*EXERCISE TEXT:*

Most human cancers display high levels of heterogeneity, a feature that often impacts negatively on the response to treatments. Indeed, while radio and/or chemotherapy initially cause remission of the tumor mass, residual neoplastic cells that are capable to withstand treatments can often give rise to tumor relapse, which typically presents with more aggressive and sometimes lethal phenotypes. In this regard, pancreatic ductal adenocarcinoma (PDAC) represents a remarkable example. PDAC is a devastating disease with a poor clinical outcome, which is mainly due to late diagnosis, resistance to chemotherapy and radiation and lack of specific targeted therapies [1,2]. As a consequence, most patients are diagnosed at an advanced stage and display an expected 5-year survival rate of ~5% [1,2]. Based on these features, PDAC is envisioned to represent the second cause of cancer-related death by 2020 [1,2]. These facts highlight the urgent need for identification of novel therapeutic targets and/or early biomarkers of the disease that may help significantly improve clinical management of the disease and life expectancy of patients.
The poor sensitivity of PDAC cells to chemotherapy is related to many factors, including reduced bioavailability of the drugs in tumor cells, abnormalities in drugs metabolism and rapid acquisition of the capacity to activate alternative compensatory pathways [3]. Furthermore, the tumor microenvironment, including the surrounding stromal compartment and immune cells, contributes to the low response of PDAC cells to treatments and represents an additional problem in the design of novel therapies for this disease. The current standard adjuvant treatment in the advanced PDAC setting is still represented by gemcitabine used as single agent [4]. New therapeutic strategies are now available and include treatments with intensified regimens, such as the multidrug FOLFIRINOX or the combination of gemcitabine with nab-paclitaxel, alone or with further addition of cisplatin and capecitabine [5]. However, although these new regimens have lead to some small improvements in survival, life expectancy of advanced PDAC patients remains very poor [2].
In the present issue of Ebiomedicine, Patzak and colleagues examined the role of Cytosolic 5′-nucleotidase 1A (NT5C1A), a recently described gemcitabine-inactivating enzyme that dephosphorylate gemcitabine monophosphate (dFdCMP), in the response of PDAC cells to chemotherapy [6]. The study shows that NT5C1A is strongly expressed in the majority of tumor cells from resected PDAC patients, but not by the surrounding stromal cells. NT5C1A rapidly metabolizes gemcitabine to inactive derivatives in PDAC cells, thus preventing its genotoxic action. Moreover, although NT5C1A expression levels were not shown to predict survival, by using both PDAC cell lines and mouse models, the authors clearly demonstrated that NT5C1A expression is positively associated with gemcitabine resistance. In line with its gemcitabine-specific mechanism of action, NT5C1A expression does not affect the cytotoxicity of other drugs, such as Nab-Paclitaxel [7], which acts through a different molecular pathway and synergizes with gemcitabine [5,7].

*THINGS TO DO:*
1 > According to the pancreatic cancer text, what expected 5-year survival rate do most PDAC patients have?
2 > Write what comes next in the text on NT5C1A and gemcitabine resistance in pancreatic cancer, starting after its final sentence.
These lines have nothing to do with the pancreatic cancer text.

(Items listed in a dataset)
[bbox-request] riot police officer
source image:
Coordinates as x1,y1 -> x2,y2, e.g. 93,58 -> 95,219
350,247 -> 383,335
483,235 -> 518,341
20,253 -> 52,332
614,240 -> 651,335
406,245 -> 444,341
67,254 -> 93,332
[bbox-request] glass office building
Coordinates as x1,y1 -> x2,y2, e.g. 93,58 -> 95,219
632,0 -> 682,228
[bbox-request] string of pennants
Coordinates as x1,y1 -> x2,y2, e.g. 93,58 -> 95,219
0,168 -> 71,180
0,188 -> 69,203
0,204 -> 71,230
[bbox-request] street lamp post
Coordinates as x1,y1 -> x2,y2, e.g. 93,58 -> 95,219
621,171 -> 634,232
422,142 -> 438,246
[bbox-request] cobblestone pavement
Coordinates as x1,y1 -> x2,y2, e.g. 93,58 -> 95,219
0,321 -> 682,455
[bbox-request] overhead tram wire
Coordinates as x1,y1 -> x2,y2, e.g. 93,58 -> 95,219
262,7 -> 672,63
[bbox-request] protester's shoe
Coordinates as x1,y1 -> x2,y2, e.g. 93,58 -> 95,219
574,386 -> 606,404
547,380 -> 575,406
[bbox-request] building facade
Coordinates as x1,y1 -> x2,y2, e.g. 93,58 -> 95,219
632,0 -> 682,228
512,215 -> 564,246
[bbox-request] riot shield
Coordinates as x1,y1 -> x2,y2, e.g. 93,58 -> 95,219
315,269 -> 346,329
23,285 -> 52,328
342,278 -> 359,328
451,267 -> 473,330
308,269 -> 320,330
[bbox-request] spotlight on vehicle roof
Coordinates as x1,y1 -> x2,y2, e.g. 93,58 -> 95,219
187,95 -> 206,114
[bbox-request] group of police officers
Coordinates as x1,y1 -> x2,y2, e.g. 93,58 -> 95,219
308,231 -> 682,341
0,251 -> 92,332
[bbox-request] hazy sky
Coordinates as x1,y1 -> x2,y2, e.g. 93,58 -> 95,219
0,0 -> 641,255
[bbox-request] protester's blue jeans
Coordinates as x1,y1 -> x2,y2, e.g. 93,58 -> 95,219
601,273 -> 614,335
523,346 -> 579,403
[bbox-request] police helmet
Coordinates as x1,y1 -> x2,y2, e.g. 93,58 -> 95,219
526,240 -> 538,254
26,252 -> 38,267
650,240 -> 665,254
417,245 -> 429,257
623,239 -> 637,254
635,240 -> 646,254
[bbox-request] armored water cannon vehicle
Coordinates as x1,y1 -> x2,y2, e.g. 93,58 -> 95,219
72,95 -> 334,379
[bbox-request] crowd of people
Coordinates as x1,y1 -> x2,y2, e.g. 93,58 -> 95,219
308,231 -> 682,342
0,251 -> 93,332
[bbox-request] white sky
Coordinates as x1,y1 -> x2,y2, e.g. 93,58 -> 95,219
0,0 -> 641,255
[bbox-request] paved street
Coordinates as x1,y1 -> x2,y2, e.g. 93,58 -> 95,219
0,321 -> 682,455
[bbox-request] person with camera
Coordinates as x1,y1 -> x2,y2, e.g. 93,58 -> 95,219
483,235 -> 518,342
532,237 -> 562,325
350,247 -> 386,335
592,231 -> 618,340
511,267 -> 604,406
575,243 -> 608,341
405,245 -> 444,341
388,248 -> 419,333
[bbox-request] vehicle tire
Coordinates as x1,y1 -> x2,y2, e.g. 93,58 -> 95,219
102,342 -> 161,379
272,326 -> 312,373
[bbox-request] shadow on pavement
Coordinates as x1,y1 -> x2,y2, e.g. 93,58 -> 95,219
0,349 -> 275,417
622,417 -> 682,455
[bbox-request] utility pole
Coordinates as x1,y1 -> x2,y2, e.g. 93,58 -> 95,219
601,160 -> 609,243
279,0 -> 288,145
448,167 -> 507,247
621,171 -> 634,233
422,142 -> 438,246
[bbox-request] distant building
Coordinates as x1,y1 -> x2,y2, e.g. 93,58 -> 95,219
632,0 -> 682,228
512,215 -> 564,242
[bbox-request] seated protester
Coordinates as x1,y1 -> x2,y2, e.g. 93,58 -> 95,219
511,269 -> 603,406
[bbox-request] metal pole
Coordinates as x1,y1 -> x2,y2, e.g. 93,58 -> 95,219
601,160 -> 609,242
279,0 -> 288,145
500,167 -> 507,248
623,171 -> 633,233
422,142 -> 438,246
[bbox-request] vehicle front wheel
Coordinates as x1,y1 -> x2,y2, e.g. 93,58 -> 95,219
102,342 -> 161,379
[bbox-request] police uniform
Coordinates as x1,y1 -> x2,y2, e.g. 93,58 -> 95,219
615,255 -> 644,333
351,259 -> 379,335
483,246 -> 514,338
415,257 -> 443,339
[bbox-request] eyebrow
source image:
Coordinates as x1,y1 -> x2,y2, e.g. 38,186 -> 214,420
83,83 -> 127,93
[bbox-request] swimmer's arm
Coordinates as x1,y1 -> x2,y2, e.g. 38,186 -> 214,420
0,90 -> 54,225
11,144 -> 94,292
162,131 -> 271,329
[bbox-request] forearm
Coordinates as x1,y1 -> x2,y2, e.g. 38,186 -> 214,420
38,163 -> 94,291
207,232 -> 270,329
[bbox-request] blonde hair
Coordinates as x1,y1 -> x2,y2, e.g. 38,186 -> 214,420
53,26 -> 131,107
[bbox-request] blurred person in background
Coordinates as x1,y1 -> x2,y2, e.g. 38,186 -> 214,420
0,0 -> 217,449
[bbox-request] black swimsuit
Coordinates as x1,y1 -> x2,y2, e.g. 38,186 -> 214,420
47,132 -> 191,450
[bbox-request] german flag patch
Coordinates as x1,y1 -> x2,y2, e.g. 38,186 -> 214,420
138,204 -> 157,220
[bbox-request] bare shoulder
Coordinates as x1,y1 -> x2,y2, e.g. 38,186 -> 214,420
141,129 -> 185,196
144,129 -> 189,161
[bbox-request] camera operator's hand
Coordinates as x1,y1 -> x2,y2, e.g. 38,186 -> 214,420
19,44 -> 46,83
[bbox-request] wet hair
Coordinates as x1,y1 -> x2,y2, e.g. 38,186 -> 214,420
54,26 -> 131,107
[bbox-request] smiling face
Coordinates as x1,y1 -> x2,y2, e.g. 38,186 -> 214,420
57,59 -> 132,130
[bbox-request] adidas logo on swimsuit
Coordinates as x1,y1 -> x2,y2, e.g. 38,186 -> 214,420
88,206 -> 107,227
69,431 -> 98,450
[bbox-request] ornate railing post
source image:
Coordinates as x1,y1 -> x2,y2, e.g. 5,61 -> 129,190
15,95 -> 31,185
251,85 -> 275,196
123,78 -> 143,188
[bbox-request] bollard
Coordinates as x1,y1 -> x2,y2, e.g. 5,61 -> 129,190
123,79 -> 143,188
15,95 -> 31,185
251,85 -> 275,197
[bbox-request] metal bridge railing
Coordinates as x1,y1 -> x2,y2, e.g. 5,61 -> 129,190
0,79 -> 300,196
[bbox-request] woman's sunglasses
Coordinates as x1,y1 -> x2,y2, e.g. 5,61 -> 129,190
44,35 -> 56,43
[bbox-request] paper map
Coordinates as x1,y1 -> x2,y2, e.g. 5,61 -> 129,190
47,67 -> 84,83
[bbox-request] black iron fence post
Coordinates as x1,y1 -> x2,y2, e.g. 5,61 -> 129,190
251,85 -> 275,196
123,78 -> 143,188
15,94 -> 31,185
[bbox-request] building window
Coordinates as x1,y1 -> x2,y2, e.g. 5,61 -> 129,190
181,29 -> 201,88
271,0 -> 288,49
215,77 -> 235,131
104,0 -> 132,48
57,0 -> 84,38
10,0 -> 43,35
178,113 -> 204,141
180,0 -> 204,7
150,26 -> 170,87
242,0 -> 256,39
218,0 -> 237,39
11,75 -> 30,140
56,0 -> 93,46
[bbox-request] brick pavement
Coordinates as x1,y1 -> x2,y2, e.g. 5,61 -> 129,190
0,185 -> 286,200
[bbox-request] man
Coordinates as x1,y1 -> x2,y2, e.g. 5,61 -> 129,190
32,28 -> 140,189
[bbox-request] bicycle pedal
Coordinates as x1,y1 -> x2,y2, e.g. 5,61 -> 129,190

*ANSWERS BELOW:*
1 > About 5%.

2 >
The lack of association between NT5C1A expression in resected samples and clinical outcome observed by the authors might be due to the fact that not all patients of their cohort underwent homogeneous post-operative adjuvant treatment with gemcitabine. Furthermore, as no details are provided regarding other variables affecting prognosis of resected patients, such a their TNM stage, resection margins, age and comorbidities [6], the lack of association with overall survival might not be unexpected. Future studies should focus on the association with recurrence-free survival or disease-specific survival in homogeneous cohorts of resected patients who underwent adjuvant treatment with gemcitabine and examine all other clinically relevant covariates. Given the gemcitabine-specific mechanism of action of NT5C1A, such studies may contribute to address patients exhibiting high levels of this enzyme toward other regimens comprising different genotoxic agents, such as FOLFIRINOX or more innovative targeted therapies, thus helping to better “personalize” the therapeutic choice for PDAC patients.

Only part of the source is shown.